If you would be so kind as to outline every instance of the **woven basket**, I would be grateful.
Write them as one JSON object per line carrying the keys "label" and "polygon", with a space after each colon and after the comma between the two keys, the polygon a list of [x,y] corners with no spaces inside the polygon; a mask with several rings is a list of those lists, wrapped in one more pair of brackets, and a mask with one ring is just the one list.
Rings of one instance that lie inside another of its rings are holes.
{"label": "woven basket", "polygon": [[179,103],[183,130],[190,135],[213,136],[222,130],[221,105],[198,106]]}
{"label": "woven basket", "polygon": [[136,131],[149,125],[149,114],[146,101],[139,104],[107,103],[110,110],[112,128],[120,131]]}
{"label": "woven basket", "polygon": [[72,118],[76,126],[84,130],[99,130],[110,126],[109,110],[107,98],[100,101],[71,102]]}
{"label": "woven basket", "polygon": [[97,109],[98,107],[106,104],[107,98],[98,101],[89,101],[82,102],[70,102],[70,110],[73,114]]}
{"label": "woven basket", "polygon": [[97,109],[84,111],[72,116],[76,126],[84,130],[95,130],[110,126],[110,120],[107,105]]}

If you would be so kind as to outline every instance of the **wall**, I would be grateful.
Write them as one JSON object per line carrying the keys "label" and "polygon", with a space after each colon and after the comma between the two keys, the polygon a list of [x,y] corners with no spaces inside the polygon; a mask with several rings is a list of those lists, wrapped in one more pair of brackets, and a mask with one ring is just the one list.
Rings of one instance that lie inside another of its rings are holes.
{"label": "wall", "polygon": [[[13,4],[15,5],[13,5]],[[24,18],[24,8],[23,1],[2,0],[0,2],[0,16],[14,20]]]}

Description of the task: Repeat the data above verbatim, reproducing every line in its original order without any alteration.

Solution for this task:
If you would be so kind as to outline every instance of the **woven basket**, I would be grateful.
Write them as one JSON object per line carrying the keys "label" and "polygon", with a space after each colon and after the comma between the two keys, the polygon a list of [x,y] corners with no spaces inside the polygon; a mask with several rings is a list of those lists, wrapped in one more pair of brackets, and a mask with one ring is just the one list.
Rings of one instance that lie inside another of its rings are holes.
{"label": "woven basket", "polygon": [[179,103],[183,130],[190,135],[213,136],[222,130],[221,105],[198,106]]}
{"label": "woven basket", "polygon": [[136,131],[149,125],[149,114],[146,101],[139,104],[107,103],[110,110],[112,128],[120,131]]}
{"label": "woven basket", "polygon": [[72,118],[76,126],[84,130],[99,130],[110,126],[109,110],[107,98],[100,101],[71,102]]}
{"label": "woven basket", "polygon": [[97,109],[98,107],[106,104],[107,98],[98,101],[89,101],[82,102],[70,102],[70,110],[73,114]]}
{"label": "woven basket", "polygon": [[97,109],[84,111],[72,116],[76,126],[84,130],[95,130],[110,126],[110,120],[107,105]]}

If you would be so kind as to outline every instance of the **wall**, I would be grateful.
Write them as one JSON object per line carrying the keys "label" and "polygon", with a space after each colon and after the comma between the two keys, the polygon a list of [x,y] corners with no spaces inside the polygon; a mask with several rings is a list of those lists, wrapped in one more pair of brackets, and a mask with one ring is just the one list.
Rings of one instance that lie inside another of its rings are holes.
{"label": "wall", "polygon": [[[13,4],[15,5],[13,5]],[[24,18],[24,8],[23,1],[2,0],[0,2],[0,16],[14,20]]]}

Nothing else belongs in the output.